[Direction] Give back the full material, exactly as it reads.

** Begin Material **

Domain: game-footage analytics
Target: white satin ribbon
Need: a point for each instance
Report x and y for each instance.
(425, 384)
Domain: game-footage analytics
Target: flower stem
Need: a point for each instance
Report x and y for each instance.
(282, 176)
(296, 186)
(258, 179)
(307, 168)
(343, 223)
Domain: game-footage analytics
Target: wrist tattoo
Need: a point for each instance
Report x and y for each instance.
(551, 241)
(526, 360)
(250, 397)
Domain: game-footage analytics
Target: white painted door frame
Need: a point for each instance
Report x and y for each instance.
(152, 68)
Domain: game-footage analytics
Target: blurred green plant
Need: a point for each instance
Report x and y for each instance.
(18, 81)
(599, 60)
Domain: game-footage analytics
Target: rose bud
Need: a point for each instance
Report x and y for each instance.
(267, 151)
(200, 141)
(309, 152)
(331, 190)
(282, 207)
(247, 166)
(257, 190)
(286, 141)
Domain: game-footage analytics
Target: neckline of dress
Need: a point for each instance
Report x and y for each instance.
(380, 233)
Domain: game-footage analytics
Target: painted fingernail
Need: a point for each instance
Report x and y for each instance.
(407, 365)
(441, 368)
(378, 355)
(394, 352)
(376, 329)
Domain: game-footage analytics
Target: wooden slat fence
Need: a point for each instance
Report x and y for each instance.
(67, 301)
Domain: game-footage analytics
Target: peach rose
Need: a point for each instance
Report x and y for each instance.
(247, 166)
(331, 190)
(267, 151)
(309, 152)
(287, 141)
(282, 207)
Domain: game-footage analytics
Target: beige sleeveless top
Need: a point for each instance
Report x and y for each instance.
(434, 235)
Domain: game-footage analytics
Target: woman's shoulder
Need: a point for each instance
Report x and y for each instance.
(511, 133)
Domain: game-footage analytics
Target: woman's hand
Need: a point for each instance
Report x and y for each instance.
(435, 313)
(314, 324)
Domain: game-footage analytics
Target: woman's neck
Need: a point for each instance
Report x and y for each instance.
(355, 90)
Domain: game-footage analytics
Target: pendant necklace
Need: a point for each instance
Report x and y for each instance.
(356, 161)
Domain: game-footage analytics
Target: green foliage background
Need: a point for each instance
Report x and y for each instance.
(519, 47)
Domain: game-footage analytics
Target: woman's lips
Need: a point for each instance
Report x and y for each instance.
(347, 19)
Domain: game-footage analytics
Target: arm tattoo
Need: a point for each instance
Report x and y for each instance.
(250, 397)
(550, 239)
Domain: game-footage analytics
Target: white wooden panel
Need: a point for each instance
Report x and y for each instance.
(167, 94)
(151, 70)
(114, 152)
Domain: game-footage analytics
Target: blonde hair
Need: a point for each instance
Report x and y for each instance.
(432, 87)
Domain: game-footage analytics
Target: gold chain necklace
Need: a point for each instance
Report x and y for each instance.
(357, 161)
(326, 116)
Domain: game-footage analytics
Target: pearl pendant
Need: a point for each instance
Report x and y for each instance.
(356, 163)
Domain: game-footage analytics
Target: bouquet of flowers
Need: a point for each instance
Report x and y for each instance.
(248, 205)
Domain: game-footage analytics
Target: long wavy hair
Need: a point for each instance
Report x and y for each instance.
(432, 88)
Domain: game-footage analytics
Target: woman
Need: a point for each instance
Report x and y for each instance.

** End Material **

[Exercise response]
Domain: game-footage analytics
Target: white satin ribbon
Need: a point for each instance
Report x and y for each instance.
(425, 384)
Domain: game-footage analytics
Target: flower stem
Need: a point for each instance
Report x and y for each instance.
(282, 176)
(296, 186)
(258, 179)
(307, 168)
(343, 223)
Domain: game-footage analytics
Target: wrist tattoo
Need: a point for each instance
Report x and y for each instance.
(551, 241)
(526, 360)
(250, 397)
Domain: game-footage analytics
Target: white painted door frame
Need: a point for each instance
Report x and y for each instance.
(152, 68)
Domain: game-footage analytics
Target: blurred green plant
Need: a point for each instance
Report x and y for each instance.
(18, 81)
(599, 60)
Domain: game-footage analytics
Target: rose bud
Need: a point for each instance
Report x and y for each instance.
(267, 151)
(200, 141)
(309, 152)
(331, 190)
(282, 207)
(247, 166)
(257, 190)
(286, 141)
Domain: game-footage analytics
Target: neckline of dress
Need: a point for each instance
Report x and y for each instance.
(380, 233)
Domain: game-footage analytics
Target: painted fingernail
Need: a point for each instance
Report x and y for each instance.
(407, 365)
(441, 368)
(378, 355)
(394, 352)
(376, 329)
Domain: game-footage analytics
Target: wooden slat fence
Need: a point for each instance
Report x and y for each instance.
(67, 301)
Domain: game-footage analytics
Target: peach rose
Need: a point for each instance
Report x and y for each instance.
(247, 166)
(331, 190)
(267, 151)
(309, 152)
(287, 141)
(282, 207)
Domain: game-footage analytics
Target: beige sleeveless top
Need: a point for each instance
Report x and y for each instance.
(434, 235)
Domain: game-footage analytics
Target: woman's shoulder
Need: a point for each instance
Report x and y for each instance.
(511, 133)
Domain: game-footage analytics
Target: woman's hand
Need: a point for each instance
Report x and y for each instance.
(435, 313)
(314, 324)
Domain: game-footage analytics
Target: woman's neck
Need: a point for each instance
Report x and y for each instance.
(355, 90)
Domain: game-footage analytics
Target: pendant necklace
Need: a point for each instance
Report x and y for each instance.
(356, 161)
Domain: game-footage analytics
Target: green foliage background
Need: a point for each instance
Report x and y for each instance.
(519, 47)
Domain: game-footage analytics
Target: woman's lips
Need: a point for each instance
Report x and y for each instance.
(347, 19)
Domain: game-footage analytics
Target: arm tattoo
Need: a point for each instance
Report x and y for each instance.
(250, 397)
(550, 239)
Domain: game-footage analytics
Target: white wooden panel
Need: a point for each instance
Report x and y for each instance.
(167, 94)
(151, 70)
(114, 152)
Domain: game-footage analytics
Target: blonde hair
Need: a point for each instance
Report x and y for each instance.
(432, 87)
Domain: game-footage analytics
Target: gold chain necklace
Need: a point for each instance
Report x and y for each instance.
(357, 161)
(326, 116)
Domain: game-footage analytics
Target: pearl pendant
Need: a point for each instance
Report x and y for each instance.
(356, 163)
Domain: game-footage analytics
Target: bouquet of flowers
Need: a point for each instance
Report x and y for each instance.
(248, 205)
Domain: game-footage analytics
Target: long wavy hair
Need: a point for each instance
Report x and y for each instance.
(432, 88)
Domain: game-footage analytics
Target: woman
Need: a point for each instance
Report x and y for each instance.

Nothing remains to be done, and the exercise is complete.